PROBLEMS AND TASKS
(1) In the email thread about Debian, what does the writer say is usually up to date?
(2) Write the next part of the email thread about Debian documentation, picking up after its last line.

··· EXTRACT TO READ

Re: goddammit
On Fri, Feb 02, 2007 at 03:35:57PM -0500, hendrik@topoi.pooq.com wrote:
> On Fri, Feb 02, 2007 at 05:19:12PM +0100, Wim De Smet wrote:
> > On 2/2/07, hendrik@topoi.pooq.com <hendrik@topoi.pooq.com> wrote:
> > >On Fri, Feb 02, 2007 at 01:59:30PM +0100, Wim De Smet wrote:
> > >> On 2/2/07, Incoming <s.clement@cashette.com> wrote:
> More like vividly expressed frustration. After all, he didn't say
> anyone was an idiot, or accuse anyone of using Spongebob to soak up
> left-over baby's blood, did he?
>
> > >
> > >The trouble with Debian is that is is an old distro, and some of its
> > >documentation has become seriously out-of-date. If there was some way
> > >of maintaining the documentation along with the code, that would be
> > >great!
>
> Young distros haven't had time to let their docs get out of date -- they
> either don't have any or have wrong docs from other distros.
>
> >
> > I second that. The docs on the site are somewhat out of date. The
> > stuff in /usr/share/doc is usually up to date though, so is the
> > install guide.

······
··· DATASET EXCERPTS

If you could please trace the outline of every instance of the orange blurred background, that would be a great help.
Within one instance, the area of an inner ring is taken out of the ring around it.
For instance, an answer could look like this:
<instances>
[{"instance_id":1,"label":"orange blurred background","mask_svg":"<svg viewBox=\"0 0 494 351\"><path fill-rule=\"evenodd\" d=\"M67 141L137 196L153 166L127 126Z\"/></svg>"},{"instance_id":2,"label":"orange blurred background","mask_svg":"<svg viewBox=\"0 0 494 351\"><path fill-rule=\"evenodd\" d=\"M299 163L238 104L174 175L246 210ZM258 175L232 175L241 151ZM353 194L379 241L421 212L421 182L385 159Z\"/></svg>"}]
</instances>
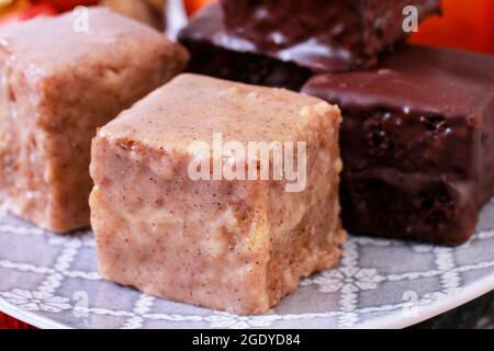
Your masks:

······

ANSWERS GIVEN
(1) The material in /usr/share/doc and the install guide.

(2)
>
> I think there's an interesting research project here -- how to keep
> documentation up-to-date in a volunteer organisation. Or in any
> organisation for that matter. Developers seem unable or disinclined to
> do so. This leads to documentation specialists, but unless they also
> develop, they won't have the information they need to write into the
> docs. In commercial software houses, where a manual is required, one
> ends up with neat documentation that is of very little value.
>
> Now the Linux documentation has escaped most of this, but it is not
> complete, and not up-to-date.
>
> Time to brainstorm, I suspect. Any ideas (like dependency tracking,
> maybe) how to at least identify what documentation is outdated? If we
> can't do at lest that, we're doomed.
>
Hi Hendrik,
There's a parallel thread on the same basic topic.
I think the biggest hurdle is the initial learning curve for people new
to *N*X coming to Debian (don't know about other distros). I describe
it as a brick wall.
More experienced users know whats up and where to turn.
Long term: yes a smooth documetation system would be great.
Short term: Provide, proactively, an on-ramp over that brick wall.
I'd be happy to work on this with people.
Doug.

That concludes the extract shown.